* **Kaynak metin**:

= = = =

Katılımcıların yüzde 38,4’ü “güçlü bir liderin iş başında olmasının demokrasiden daha önemli olduğu”nu söylemiştir. Bu görüş en fazla AK Partili katılımcılar tarafından desteklenmektedir.
Bu araştırmanın en çarpıcı bulgularından biri yaşla demokratik tutum arasındaki ilişkidir. Yaş gruplarına göre demokratik tutumların nasıl değiştiğine bakıldığında gençlerin demokrasi karşıtı tutumları daha çok sahipleniyor oldukları görülmektedir. Seçimle gelmiş hükümetlere güven gençler arasında çok daha düşüktür. Genç katılımcılar Türkiye’nin sorunlarını çözmek için kuralların ve kanunun dışına çıkılabilmesine daha fazla onay vermektedir. Hatta Türkiye’nin sorunlarını askeri bir rejimin çözebileceği konusunda en yüksek oran yine en genç nüfus arasındadır.
Demokratik işleyişe yönelik tutum ve algıların siyasi parti kimliğine göre nasıl değiştiğine bakıldığında, Türkiye’de demokrasiye dair temel kutuplaşmanın siyasi parti kimliği üzerinden yaşandığı görülmektedir. Yukarıda verilen bütün önermelerde, Cumhur İttifakının iki ana partisi olan AK Parti ve MHP seçmenleri devletin güvenliğine en fazla vurgu yapan, liderin önemine en fazla işaret eden, gerekirse sorunları çözmek için kuralların dışına çıkılabileceğini en yüksek oranda söyleyen gruptur.
KAYGI VE ENDİŞELER
Katılımcıların yüzde 67,5’i mahkemeye düşerse haksızlığa uğrayacağını düşünmekte, yüzde 60,7’si Türkiye’de demokrasinin ortadan kalkmasından korktuğunu ifade etmektedir. Parti aidiyetlerine göre değişmekle birlikte Türkiye toplumu mahkemede haksızlığa uğrayacağından korkmaktadır. Türkiye’nin bölünmesinden korku duyduğunu söyleyenlerin oranı ise yüzde 58,3’tür. Bunun yanı sıra katılımcıların yüzde 55,5’i özgürlüğünün kısıtlanacağından, katılımcıların yüzde 44,6’sı polise gittiğinde haksızlığa uğrayacağından korkmaktadır.
Bulgular, toplumun demokrasinin geleceğiyle ilgili ve devlet kurumlarıyla ilişkisinde ciddi kaygılar taşıdığını ortaya koymaktadır.

= = = =

* **Göreviniz**:
Kaynak metinde "Bu araştırmanın en" ile başlayıp "genç nüfus arasındadır." ile biten bölümü, bitiş ifadesi de dahil olmak üzere, "en çarpıcı" ifadesini "en dikkat çekici" ile değiştirerek yeniden yazın. Aşağıdaki öğelere ihtiyaç yoktur.

= = = =

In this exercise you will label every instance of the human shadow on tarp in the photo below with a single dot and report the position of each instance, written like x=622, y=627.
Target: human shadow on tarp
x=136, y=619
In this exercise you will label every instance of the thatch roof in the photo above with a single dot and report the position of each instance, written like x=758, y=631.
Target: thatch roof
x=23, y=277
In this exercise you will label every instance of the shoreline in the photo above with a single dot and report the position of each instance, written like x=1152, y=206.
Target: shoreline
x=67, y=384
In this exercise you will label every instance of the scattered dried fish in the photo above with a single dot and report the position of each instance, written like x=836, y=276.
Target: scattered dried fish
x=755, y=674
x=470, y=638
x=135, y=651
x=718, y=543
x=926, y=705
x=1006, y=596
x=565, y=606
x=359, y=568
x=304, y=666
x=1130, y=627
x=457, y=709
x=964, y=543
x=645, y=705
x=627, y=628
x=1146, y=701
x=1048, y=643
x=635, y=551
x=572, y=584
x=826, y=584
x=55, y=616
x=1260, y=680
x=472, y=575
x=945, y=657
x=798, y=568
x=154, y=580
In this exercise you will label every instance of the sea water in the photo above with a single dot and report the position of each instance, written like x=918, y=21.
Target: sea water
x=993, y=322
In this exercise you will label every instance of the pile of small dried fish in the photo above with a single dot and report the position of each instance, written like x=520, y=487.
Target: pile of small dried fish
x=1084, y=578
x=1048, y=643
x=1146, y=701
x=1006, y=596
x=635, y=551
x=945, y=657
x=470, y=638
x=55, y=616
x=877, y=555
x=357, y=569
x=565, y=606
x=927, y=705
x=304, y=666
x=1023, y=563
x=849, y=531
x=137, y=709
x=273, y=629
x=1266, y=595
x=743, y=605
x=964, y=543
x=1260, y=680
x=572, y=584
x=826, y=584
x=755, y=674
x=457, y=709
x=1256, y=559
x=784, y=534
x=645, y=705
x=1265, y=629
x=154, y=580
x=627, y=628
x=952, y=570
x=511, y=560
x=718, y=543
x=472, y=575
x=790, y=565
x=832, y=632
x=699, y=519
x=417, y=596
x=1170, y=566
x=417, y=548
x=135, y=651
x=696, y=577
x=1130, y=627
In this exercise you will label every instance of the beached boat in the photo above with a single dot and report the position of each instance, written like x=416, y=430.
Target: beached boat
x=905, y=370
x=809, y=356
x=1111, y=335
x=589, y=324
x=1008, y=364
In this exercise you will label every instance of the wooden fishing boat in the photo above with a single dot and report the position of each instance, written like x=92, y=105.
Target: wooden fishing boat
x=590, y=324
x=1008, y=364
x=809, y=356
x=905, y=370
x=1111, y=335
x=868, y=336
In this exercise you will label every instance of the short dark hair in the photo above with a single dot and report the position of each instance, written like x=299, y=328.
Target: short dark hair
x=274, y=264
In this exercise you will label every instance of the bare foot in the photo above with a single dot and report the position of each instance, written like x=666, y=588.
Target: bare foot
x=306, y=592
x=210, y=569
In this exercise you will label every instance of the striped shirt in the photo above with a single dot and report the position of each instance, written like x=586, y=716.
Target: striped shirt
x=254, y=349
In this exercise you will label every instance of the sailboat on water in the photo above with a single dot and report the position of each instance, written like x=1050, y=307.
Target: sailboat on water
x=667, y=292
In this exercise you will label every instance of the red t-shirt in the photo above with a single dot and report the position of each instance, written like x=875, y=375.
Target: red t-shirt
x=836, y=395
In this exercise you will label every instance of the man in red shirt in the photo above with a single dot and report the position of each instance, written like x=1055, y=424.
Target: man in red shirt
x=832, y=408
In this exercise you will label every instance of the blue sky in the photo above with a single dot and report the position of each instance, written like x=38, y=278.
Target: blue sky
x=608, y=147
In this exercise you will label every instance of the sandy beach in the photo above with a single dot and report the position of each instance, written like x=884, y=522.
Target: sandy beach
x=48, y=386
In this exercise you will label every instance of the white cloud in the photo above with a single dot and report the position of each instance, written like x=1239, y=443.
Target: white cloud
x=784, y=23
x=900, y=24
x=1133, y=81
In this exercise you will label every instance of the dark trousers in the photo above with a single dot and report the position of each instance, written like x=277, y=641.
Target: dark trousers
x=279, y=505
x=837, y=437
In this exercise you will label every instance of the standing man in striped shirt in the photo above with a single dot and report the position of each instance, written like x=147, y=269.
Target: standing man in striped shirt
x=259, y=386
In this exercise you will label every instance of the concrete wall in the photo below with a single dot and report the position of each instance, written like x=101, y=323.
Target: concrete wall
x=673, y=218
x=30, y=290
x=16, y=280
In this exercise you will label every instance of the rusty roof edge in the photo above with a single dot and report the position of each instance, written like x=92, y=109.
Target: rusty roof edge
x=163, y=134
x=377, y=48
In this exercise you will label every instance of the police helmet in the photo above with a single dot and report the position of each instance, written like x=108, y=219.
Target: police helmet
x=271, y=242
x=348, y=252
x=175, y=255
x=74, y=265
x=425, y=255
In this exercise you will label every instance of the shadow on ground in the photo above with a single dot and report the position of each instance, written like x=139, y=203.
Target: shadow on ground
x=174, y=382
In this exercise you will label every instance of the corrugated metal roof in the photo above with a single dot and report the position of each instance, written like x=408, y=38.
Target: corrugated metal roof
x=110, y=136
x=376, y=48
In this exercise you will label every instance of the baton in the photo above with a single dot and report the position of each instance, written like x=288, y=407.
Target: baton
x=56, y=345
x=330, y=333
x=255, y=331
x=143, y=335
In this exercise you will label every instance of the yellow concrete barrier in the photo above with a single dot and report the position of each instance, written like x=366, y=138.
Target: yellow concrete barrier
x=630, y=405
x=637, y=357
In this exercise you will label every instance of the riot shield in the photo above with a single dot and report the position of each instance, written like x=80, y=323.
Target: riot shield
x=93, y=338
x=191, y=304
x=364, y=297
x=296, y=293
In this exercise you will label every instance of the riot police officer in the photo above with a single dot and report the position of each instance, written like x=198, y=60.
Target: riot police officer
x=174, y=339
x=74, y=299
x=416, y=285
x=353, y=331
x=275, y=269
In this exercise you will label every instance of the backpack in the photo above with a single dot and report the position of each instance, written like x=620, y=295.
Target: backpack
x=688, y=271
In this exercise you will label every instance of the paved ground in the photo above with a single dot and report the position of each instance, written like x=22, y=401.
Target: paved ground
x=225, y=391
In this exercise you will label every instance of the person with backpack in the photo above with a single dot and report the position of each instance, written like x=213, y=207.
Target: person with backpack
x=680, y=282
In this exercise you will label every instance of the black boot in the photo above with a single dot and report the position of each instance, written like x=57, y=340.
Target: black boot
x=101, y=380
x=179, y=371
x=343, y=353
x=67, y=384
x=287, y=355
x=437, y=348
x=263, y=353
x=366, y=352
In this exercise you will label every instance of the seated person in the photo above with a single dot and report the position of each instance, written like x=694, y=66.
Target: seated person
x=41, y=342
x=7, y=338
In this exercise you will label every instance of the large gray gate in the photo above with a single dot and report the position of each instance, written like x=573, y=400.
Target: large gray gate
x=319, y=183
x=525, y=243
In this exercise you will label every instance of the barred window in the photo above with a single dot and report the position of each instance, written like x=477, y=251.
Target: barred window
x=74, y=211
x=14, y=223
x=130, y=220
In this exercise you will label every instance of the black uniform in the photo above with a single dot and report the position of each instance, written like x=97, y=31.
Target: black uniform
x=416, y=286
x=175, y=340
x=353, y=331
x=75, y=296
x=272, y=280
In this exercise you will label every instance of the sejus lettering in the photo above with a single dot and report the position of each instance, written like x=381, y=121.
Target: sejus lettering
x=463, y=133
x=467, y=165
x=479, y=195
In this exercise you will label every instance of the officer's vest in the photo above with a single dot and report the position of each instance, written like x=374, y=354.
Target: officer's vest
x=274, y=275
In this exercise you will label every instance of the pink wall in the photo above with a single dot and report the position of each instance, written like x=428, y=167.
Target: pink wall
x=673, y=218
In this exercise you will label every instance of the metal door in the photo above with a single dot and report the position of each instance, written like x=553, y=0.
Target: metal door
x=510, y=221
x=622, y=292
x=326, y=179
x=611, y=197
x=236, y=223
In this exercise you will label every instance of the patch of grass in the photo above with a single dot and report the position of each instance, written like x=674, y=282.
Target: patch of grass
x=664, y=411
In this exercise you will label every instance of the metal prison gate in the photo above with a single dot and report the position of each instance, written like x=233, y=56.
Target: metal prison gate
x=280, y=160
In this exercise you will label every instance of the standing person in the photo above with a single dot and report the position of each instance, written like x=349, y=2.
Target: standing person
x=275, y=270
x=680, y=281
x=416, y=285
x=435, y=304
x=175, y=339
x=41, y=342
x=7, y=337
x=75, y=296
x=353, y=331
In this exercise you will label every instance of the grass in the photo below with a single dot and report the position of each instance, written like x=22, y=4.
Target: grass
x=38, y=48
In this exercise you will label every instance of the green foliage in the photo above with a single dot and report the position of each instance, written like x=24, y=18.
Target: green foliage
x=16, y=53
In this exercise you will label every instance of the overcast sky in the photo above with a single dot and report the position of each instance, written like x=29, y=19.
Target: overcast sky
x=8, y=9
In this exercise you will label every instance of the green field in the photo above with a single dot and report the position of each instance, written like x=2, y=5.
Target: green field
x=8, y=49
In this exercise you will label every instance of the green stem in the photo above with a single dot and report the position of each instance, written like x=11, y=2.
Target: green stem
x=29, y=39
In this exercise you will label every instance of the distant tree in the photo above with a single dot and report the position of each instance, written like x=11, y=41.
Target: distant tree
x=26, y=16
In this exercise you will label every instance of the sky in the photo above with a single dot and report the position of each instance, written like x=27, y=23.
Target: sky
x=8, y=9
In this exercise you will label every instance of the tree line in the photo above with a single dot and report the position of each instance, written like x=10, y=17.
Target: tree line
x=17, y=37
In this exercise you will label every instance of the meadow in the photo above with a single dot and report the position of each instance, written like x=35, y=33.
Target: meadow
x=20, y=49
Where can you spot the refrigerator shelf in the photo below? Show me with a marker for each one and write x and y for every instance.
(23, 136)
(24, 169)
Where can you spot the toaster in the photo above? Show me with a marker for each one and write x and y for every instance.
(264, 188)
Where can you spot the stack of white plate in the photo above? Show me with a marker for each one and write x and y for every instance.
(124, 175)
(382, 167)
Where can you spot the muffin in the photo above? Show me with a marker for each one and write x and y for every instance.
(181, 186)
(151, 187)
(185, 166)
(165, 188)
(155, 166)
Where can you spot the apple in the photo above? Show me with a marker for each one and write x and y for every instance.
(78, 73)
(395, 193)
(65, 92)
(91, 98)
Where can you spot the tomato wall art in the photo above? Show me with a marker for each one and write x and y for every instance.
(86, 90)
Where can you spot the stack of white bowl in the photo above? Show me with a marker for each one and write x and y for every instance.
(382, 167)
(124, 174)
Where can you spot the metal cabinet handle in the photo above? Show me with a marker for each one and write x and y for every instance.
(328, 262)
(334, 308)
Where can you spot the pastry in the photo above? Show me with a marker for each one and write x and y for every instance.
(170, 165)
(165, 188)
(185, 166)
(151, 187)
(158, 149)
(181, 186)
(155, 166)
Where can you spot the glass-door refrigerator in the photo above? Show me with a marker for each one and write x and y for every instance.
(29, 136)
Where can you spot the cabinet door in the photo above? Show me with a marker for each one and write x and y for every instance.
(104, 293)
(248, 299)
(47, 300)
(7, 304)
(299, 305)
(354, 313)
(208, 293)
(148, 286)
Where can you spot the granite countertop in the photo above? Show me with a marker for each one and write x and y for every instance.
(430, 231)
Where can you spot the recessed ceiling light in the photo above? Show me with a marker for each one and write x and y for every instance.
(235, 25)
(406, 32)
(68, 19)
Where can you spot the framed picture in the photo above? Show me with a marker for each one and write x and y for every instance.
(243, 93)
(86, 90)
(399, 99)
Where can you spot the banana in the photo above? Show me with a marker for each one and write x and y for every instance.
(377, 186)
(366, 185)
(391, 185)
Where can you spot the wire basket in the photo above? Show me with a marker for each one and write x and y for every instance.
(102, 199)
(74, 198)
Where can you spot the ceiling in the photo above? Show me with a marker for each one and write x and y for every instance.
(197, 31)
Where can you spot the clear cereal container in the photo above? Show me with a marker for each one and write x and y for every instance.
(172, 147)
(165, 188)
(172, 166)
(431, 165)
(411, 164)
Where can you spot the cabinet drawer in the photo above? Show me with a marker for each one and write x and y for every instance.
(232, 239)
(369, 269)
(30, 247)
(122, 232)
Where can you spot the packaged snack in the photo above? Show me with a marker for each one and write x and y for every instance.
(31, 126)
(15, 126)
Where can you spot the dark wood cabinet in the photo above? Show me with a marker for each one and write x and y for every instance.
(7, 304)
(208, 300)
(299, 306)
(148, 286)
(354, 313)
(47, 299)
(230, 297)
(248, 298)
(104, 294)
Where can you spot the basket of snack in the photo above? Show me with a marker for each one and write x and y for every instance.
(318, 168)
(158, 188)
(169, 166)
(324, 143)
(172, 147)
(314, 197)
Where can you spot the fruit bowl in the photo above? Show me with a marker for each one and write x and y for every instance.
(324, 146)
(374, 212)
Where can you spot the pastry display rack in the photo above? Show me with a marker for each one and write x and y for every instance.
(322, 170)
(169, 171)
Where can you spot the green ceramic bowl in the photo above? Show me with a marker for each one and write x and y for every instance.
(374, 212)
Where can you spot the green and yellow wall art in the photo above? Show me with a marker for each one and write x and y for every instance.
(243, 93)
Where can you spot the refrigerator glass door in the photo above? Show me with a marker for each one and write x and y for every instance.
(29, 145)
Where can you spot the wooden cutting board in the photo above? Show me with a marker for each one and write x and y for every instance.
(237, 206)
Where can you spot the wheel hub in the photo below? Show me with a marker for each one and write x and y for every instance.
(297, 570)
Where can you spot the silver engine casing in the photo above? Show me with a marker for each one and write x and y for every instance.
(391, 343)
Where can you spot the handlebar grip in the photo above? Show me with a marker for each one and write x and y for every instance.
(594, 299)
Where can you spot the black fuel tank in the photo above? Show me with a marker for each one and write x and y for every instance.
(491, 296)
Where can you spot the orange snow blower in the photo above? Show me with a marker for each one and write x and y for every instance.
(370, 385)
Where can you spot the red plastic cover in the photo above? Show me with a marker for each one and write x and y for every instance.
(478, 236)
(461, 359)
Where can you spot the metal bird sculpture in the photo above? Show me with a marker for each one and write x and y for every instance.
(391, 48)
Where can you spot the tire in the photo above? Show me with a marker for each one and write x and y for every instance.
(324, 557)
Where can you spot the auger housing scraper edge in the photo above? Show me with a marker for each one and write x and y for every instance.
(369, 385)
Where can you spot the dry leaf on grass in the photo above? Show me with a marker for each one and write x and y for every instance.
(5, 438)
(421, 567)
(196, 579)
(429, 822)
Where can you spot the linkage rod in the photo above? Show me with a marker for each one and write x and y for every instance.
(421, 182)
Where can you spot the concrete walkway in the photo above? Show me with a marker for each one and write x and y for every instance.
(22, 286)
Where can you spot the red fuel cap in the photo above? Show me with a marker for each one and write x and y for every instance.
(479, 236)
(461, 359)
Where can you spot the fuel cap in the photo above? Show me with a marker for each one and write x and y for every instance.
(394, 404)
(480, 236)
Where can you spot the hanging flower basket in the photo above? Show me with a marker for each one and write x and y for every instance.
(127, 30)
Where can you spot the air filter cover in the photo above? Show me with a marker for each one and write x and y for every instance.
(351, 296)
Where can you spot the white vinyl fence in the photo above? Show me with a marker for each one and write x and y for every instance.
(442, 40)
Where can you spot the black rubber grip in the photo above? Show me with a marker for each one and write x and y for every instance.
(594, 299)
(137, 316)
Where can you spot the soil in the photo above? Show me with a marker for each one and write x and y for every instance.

= = = =

* **Doğru yanıt**:
Bu araştırmanın en dikkat çekici bulgularından biri yaşla demokratik tutum arasındaki ilişkidir. Yaş gruplarına göre demokratik tutumların nasıl değiştiğine bakıldığında gençlerin demokrasi karşıtı tutumları daha çok sahipleniyor oldukları görülmektedir. Seçimle gelmiş hükümetlere güven gençler arasında çok daha düşüktür. Genç katılımcılar Türkiye’nin sorunlarını çözmek için kuralların ve kanunun dışına çıkılabilmesine daha fazla onay vermektedir. Hatta Türkiye’nin sorunlarını askeri bir rejimin çözebileceği konusunda en yüksek oran yine en genç nüfus arasındadır.